Brief: The line that holds "of the cathedral" marks the start. Return it and each following line through the end of the data, unchanged.

Task inputs:
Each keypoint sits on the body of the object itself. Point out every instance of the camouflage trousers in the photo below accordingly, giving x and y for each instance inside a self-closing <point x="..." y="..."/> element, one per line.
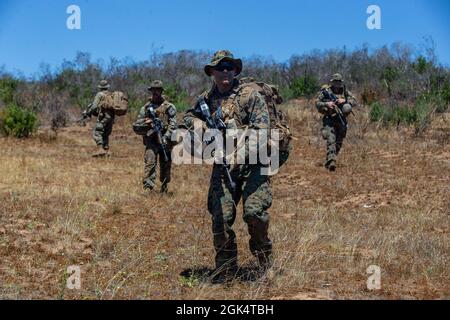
<point x="152" y="153"/>
<point x="254" y="189"/>
<point x="103" y="129"/>
<point x="334" y="133"/>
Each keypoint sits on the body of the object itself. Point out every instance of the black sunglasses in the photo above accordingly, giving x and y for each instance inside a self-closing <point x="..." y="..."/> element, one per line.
<point x="225" y="65"/>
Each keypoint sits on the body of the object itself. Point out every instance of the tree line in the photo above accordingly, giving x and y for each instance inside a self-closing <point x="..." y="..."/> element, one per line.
<point x="386" y="79"/>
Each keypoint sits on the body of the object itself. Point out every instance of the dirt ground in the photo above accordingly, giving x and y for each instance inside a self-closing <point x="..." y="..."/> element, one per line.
<point x="388" y="204"/>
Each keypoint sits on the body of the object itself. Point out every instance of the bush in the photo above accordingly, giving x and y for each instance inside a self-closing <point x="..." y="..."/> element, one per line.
<point x="178" y="97"/>
<point x="18" y="122"/>
<point x="377" y="111"/>
<point x="306" y="86"/>
<point x="8" y="87"/>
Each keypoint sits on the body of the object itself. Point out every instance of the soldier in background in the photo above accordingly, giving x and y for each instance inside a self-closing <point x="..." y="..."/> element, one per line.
<point x="335" y="102"/>
<point x="105" y="120"/>
<point x="167" y="113"/>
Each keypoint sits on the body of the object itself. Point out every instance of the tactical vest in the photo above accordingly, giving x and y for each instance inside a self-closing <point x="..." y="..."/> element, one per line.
<point x="233" y="108"/>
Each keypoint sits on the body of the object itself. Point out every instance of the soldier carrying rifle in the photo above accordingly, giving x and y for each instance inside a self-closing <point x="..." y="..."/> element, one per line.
<point x="335" y="102"/>
<point x="156" y="122"/>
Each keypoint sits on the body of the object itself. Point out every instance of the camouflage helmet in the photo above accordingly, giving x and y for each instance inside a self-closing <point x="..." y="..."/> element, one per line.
<point x="104" y="85"/>
<point x="223" y="55"/>
<point x="156" y="84"/>
<point x="337" y="77"/>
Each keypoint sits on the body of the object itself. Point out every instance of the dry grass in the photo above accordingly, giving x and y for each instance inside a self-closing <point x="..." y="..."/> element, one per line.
<point x="388" y="204"/>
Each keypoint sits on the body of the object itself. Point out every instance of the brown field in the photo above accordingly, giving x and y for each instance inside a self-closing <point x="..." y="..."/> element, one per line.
<point x="387" y="205"/>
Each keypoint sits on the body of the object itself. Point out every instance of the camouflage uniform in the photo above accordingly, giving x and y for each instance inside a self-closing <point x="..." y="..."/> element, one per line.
<point x="333" y="131"/>
<point x="248" y="108"/>
<point x="105" y="118"/>
<point x="167" y="113"/>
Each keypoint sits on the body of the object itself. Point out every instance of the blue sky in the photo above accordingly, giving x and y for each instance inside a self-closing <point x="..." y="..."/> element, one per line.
<point x="34" y="31"/>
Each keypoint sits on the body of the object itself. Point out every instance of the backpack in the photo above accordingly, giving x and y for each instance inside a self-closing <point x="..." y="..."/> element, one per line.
<point x="278" y="119"/>
<point x="116" y="101"/>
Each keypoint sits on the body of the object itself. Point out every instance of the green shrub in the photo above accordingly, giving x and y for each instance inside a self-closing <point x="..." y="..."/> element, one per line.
<point x="306" y="86"/>
<point x="18" y="122"/>
<point x="8" y="87"/>
<point x="377" y="111"/>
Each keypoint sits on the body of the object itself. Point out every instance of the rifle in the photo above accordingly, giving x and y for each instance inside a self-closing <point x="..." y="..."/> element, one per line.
<point x="218" y="124"/>
<point x="84" y="116"/>
<point x="331" y="96"/>
<point x="158" y="127"/>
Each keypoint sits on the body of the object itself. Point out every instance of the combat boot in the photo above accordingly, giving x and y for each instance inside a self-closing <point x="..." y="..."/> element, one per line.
<point x="224" y="274"/>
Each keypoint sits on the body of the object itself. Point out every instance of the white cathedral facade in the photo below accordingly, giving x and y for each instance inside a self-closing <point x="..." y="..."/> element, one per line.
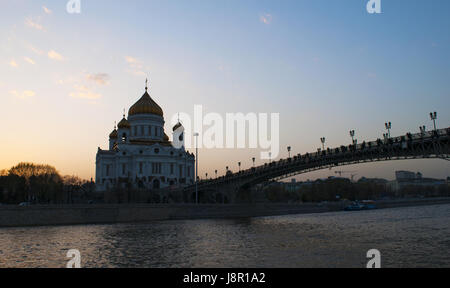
<point x="140" y="155"/>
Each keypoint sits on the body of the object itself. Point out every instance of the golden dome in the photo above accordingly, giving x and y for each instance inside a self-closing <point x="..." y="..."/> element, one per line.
<point x="123" y="124"/>
<point x="145" y="105"/>
<point x="113" y="134"/>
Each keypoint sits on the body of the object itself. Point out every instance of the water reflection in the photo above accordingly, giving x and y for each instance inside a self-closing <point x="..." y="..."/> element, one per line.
<point x="406" y="237"/>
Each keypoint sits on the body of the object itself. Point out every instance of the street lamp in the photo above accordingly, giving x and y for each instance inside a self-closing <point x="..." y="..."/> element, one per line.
<point x="423" y="130"/>
<point x="352" y="134"/>
<point x="388" y="126"/>
<point x="196" y="167"/>
<point x="433" y="117"/>
<point x="323" y="142"/>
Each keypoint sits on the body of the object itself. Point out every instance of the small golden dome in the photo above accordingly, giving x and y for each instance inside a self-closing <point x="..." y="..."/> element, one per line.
<point x="113" y="134"/>
<point x="178" y="125"/>
<point x="123" y="124"/>
<point x="145" y="105"/>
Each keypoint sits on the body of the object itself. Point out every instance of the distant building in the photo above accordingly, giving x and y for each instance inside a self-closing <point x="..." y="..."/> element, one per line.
<point x="406" y="178"/>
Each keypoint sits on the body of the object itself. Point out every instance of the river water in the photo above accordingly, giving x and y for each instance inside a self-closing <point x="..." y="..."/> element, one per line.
<point x="405" y="237"/>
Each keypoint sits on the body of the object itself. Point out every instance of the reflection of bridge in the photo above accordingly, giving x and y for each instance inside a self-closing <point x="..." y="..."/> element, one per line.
<point x="235" y="186"/>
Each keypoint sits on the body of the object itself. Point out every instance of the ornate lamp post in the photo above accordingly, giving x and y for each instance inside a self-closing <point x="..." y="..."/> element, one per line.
<point x="196" y="167"/>
<point x="352" y="134"/>
<point x="388" y="126"/>
<point x="323" y="142"/>
<point x="423" y="130"/>
<point x="433" y="117"/>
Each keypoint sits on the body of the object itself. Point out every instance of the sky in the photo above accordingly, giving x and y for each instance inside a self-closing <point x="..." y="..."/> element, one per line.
<point x="325" y="66"/>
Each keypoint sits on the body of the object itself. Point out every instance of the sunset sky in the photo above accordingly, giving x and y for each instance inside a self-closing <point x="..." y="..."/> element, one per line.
<point x="325" y="66"/>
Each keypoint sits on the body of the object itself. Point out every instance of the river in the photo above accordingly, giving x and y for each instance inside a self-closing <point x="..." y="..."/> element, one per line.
<point x="405" y="237"/>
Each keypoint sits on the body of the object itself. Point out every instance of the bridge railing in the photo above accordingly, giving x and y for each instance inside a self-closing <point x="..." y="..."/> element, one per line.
<point x="377" y="144"/>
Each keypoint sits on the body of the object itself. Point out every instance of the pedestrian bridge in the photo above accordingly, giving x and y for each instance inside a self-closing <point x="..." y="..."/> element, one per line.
<point x="425" y="145"/>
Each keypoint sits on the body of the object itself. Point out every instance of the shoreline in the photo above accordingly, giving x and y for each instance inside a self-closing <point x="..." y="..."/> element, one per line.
<point x="62" y="215"/>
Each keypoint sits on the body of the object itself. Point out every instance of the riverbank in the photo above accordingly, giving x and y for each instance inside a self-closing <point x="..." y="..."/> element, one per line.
<point x="12" y="216"/>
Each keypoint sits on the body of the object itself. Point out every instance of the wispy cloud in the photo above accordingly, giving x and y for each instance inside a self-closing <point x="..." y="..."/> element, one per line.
<point x="83" y="92"/>
<point x="265" y="18"/>
<point x="13" y="63"/>
<point x="29" y="60"/>
<point x="46" y="10"/>
<point x="55" y="56"/>
<point x="34" y="24"/>
<point x="135" y="66"/>
<point x="22" y="95"/>
<point x="372" y="75"/>
<point x="35" y="50"/>
<point x="99" y="78"/>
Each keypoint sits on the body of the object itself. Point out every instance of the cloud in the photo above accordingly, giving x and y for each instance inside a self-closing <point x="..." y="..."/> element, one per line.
<point x="99" y="78"/>
<point x="13" y="63"/>
<point x="29" y="60"/>
<point x="135" y="66"/>
<point x="83" y="92"/>
<point x="55" y="56"/>
<point x="34" y="24"/>
<point x="46" y="10"/>
<point x="22" y="95"/>
<point x="372" y="75"/>
<point x="266" y="18"/>
<point x="35" y="50"/>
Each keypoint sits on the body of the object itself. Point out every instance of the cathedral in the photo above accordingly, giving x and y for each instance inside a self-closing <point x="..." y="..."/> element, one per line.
<point x="140" y="155"/>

Exercise answer:
Each keypoint sits on the body of the object itself. Point out every instance of the cathedral in the photo above accordingly, giving x and y for each instance inside a self-closing <point x="..." y="..."/> element, one per line.
<point x="140" y="155"/>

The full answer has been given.